+++ TEXTE CITÉ +++

Pour éviter ce risque, le principe de tolérance requiert de suspendre l’utilisation de sanctions formelles contre les paroles déplaisantes. Dans le cas contraire apparaît un incitatif extrêmement dangereux : permettre à quiconque d’exagérer son indignation, et de l’utiliser comme un moyen de contrôler les propos d’autrui.

Selon John McWhorter (parlant du climat en 2020 postérieur à la mort de George Floyd7) :

« Pendant des mois j’ai reçu des messages quasi-journaliers de professeurs terrorisés par le danger que représentaient pour leur carrière leurs opinions, incompatibles avec les valeurs de la gauche woke. […] Ce que révèlent ces messages est une culture de la peur, très rationnelle, parmi ceux qui sont en désaccord, même léger, avec celle-ci. »

Greg Lukianoff répond à cet article en disant :

« … cela démontre un autre problème : la cancel culture8 et les plaintes abusives pour harcèlement peuvent se combiner et devenir une facteur puissant, à la fois de censure pure et simple, mais aussi d’auto-censure académique insidieuse. »

+++ DONNÉES ENREGISTRÉES +++

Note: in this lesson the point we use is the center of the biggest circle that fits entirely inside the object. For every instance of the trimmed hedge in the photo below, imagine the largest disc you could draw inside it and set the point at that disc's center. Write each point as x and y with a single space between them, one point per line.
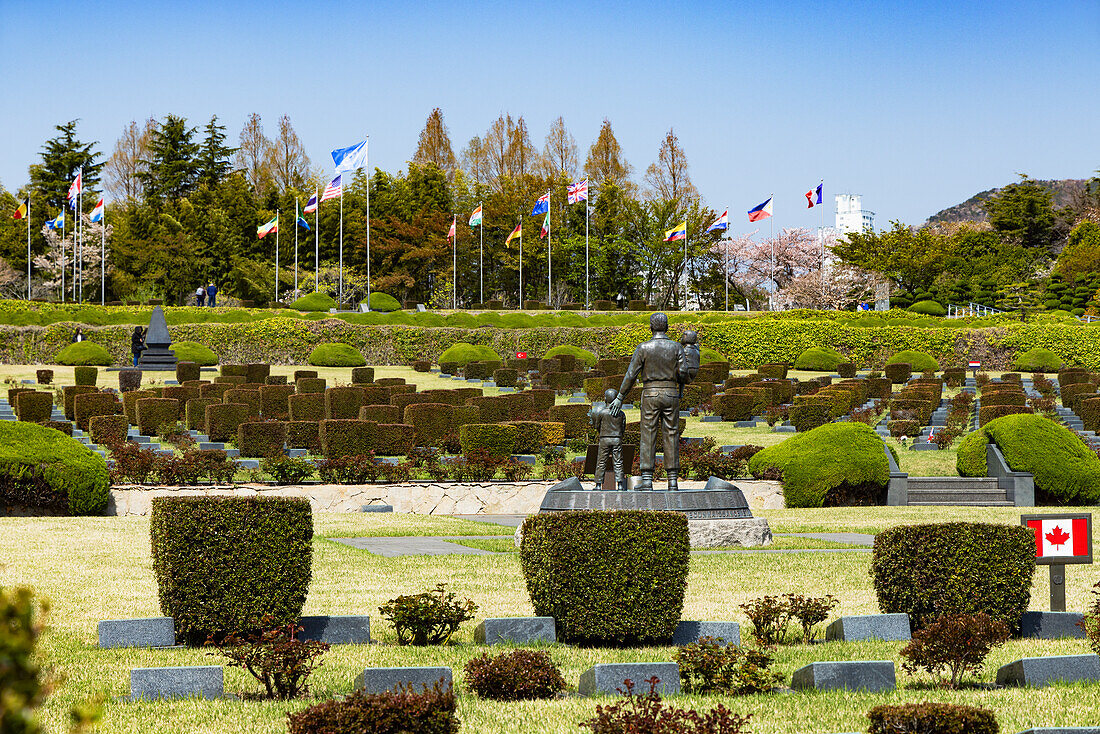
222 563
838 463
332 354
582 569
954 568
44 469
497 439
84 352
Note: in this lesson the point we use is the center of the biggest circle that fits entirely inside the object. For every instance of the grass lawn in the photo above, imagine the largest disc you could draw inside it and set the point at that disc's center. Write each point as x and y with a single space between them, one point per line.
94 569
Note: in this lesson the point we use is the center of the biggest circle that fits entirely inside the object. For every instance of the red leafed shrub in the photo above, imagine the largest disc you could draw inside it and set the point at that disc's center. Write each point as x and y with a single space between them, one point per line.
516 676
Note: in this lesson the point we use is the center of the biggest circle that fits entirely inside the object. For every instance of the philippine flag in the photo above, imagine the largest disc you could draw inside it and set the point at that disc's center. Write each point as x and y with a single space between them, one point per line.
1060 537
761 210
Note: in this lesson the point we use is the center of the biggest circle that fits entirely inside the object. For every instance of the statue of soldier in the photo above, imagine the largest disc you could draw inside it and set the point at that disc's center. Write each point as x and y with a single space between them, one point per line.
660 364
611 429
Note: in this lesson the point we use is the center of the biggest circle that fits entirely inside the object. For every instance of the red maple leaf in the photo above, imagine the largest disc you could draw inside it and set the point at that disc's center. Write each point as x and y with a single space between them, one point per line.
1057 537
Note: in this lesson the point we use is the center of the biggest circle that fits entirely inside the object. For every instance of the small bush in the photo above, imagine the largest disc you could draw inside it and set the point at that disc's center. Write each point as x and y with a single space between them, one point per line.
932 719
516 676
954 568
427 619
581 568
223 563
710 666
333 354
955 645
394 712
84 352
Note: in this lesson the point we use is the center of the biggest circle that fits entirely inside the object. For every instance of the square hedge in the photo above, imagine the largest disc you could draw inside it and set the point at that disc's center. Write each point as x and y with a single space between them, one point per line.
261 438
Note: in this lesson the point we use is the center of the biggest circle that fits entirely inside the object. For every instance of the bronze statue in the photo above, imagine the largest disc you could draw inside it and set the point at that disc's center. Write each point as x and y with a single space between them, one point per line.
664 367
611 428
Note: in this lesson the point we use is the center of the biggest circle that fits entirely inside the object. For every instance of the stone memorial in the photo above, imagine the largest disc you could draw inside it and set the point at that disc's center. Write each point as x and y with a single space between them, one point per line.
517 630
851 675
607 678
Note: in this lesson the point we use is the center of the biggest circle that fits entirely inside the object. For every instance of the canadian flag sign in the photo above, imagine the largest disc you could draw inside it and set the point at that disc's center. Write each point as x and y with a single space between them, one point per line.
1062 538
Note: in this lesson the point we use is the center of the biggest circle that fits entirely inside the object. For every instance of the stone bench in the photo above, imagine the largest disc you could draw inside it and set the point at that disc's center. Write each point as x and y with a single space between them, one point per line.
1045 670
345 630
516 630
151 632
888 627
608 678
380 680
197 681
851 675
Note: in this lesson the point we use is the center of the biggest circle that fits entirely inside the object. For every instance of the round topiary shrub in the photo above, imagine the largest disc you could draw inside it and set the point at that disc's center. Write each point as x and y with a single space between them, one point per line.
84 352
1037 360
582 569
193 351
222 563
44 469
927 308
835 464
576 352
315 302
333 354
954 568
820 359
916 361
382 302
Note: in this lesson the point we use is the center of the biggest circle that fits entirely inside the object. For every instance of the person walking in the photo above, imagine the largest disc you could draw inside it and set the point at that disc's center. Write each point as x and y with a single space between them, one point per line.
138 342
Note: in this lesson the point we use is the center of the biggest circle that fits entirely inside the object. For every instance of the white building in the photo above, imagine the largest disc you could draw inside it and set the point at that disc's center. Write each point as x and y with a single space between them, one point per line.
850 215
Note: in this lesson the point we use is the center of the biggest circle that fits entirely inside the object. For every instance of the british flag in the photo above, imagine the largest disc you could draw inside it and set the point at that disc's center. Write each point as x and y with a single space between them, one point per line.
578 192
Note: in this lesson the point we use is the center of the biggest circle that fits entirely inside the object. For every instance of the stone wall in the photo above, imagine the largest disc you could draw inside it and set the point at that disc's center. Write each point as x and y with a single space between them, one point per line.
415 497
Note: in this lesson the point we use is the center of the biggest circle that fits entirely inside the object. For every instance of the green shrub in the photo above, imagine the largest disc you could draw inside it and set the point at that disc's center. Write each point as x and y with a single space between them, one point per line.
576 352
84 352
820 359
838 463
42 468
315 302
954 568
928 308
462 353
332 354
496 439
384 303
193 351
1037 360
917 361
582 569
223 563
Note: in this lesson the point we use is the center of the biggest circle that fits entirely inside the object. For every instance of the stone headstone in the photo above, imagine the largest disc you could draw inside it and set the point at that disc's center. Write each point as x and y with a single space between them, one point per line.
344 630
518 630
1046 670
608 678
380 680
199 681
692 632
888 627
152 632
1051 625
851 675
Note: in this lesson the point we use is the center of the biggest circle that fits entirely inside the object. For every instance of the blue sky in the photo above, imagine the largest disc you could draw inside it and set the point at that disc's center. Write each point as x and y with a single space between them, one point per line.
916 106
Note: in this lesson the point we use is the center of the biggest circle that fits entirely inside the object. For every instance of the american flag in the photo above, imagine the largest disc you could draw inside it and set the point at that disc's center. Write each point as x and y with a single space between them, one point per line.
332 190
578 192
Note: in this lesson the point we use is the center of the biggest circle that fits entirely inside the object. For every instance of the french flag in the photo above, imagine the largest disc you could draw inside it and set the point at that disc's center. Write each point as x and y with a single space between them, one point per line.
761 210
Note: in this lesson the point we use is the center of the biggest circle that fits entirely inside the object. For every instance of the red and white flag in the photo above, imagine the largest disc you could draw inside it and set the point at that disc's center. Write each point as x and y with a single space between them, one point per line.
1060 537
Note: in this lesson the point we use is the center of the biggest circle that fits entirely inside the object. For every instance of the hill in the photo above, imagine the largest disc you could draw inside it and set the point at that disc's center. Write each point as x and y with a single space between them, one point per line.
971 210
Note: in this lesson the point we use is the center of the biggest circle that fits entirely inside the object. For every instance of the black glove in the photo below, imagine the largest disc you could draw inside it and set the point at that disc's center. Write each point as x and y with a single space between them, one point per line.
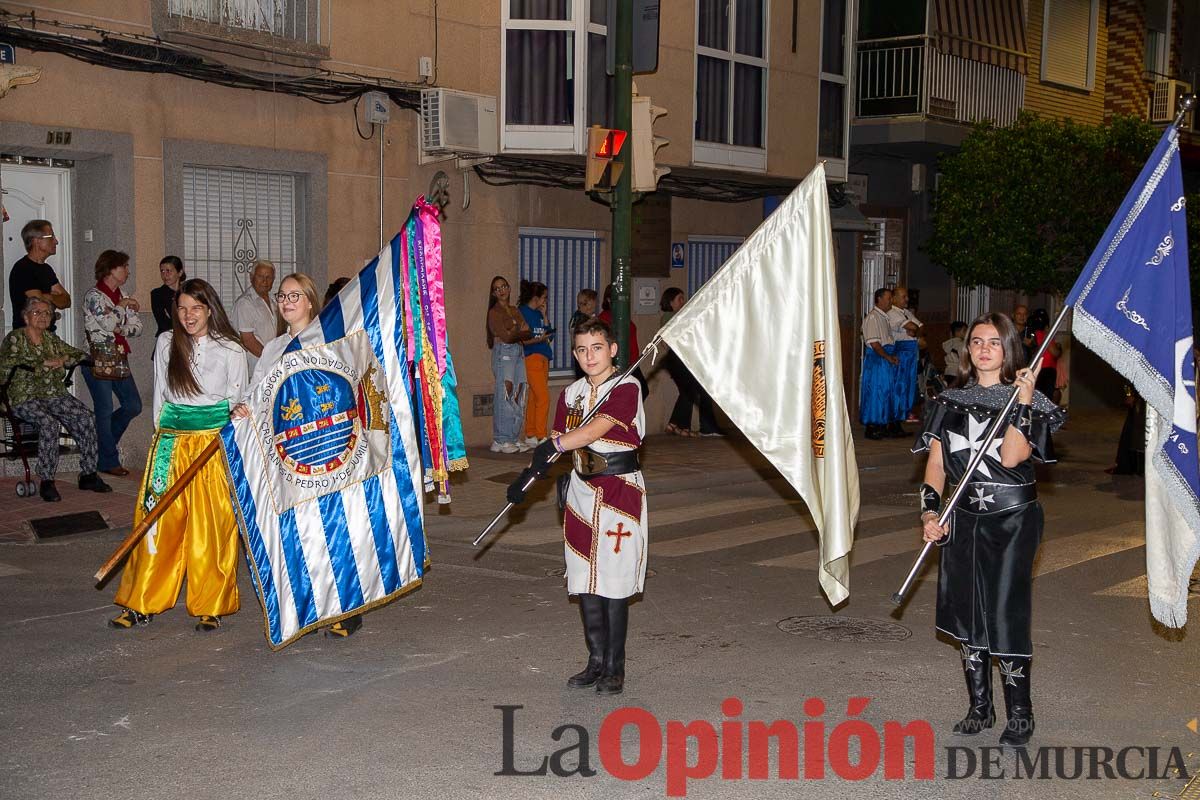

+++
+++ DONNÉES ENREGISTRÉES +++

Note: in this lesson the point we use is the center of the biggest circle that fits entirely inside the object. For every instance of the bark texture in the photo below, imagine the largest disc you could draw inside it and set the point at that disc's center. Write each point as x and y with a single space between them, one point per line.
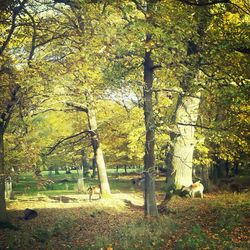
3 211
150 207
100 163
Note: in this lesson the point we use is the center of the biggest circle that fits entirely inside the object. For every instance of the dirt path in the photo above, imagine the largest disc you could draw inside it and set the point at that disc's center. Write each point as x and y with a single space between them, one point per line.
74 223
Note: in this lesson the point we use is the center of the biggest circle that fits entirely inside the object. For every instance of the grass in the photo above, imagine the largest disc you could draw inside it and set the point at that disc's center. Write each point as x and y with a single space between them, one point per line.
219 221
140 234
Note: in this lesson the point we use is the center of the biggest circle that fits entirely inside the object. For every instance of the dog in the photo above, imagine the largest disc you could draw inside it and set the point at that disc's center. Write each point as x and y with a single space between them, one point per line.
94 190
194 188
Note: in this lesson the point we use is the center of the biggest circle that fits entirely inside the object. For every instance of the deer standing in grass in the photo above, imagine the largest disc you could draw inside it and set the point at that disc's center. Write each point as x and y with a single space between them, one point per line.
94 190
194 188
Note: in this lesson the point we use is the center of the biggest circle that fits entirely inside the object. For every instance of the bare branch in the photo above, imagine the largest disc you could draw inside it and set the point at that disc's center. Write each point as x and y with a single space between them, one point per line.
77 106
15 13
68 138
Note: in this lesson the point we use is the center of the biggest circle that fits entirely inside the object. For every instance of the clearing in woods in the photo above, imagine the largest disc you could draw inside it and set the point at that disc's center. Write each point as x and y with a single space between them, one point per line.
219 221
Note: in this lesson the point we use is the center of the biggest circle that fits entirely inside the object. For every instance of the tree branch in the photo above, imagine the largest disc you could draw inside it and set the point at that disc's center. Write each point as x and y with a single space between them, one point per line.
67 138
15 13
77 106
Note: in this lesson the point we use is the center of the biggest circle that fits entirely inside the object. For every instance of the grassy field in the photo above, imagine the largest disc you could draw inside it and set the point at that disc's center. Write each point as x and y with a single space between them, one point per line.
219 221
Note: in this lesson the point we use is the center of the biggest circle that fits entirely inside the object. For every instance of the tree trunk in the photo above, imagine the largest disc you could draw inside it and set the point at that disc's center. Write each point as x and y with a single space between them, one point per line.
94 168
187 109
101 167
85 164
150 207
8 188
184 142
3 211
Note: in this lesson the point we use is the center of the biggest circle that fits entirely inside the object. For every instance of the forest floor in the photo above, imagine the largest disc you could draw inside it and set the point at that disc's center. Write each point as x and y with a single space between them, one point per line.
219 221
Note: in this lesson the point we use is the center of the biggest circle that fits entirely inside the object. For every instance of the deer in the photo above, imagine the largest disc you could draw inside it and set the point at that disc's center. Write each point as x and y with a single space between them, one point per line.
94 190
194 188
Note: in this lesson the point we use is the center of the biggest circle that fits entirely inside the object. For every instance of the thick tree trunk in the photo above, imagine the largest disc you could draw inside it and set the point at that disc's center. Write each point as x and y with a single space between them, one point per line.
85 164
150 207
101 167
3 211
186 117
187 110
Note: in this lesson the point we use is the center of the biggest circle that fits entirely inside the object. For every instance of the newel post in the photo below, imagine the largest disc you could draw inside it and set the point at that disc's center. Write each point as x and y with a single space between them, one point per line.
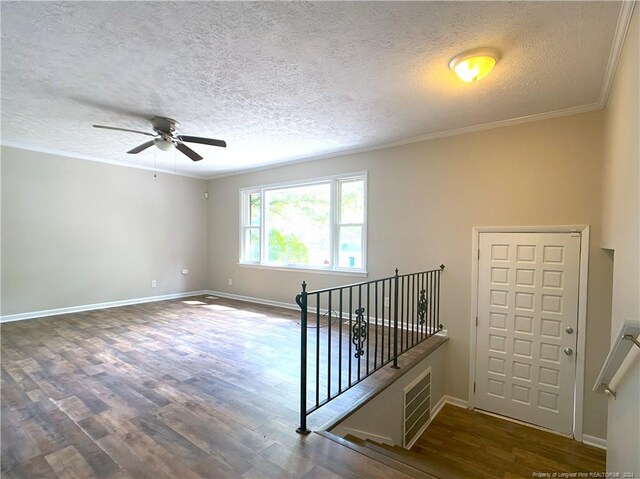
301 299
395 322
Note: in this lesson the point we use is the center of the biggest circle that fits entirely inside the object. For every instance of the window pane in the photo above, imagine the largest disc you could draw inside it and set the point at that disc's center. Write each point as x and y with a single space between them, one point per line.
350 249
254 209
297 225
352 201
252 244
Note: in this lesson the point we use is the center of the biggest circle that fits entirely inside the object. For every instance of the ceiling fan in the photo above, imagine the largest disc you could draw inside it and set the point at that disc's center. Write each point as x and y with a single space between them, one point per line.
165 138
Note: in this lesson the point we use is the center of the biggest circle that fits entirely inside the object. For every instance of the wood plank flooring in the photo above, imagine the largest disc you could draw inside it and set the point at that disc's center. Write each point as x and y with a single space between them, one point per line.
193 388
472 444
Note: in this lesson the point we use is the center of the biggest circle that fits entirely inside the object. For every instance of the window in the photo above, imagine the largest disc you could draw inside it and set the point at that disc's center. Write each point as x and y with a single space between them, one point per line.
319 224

+++

EXERCICE ÉCRIT>
D'après le texte cité, que requiert le principe de tolérance à l'égard des paroles déplaisantes ? Les enregistrements sont issus d'une source distincte.

CORRIGÉ>
Il requiert de suspendre l'utilisation de sanctions formelles contre les paroles déplaisantes.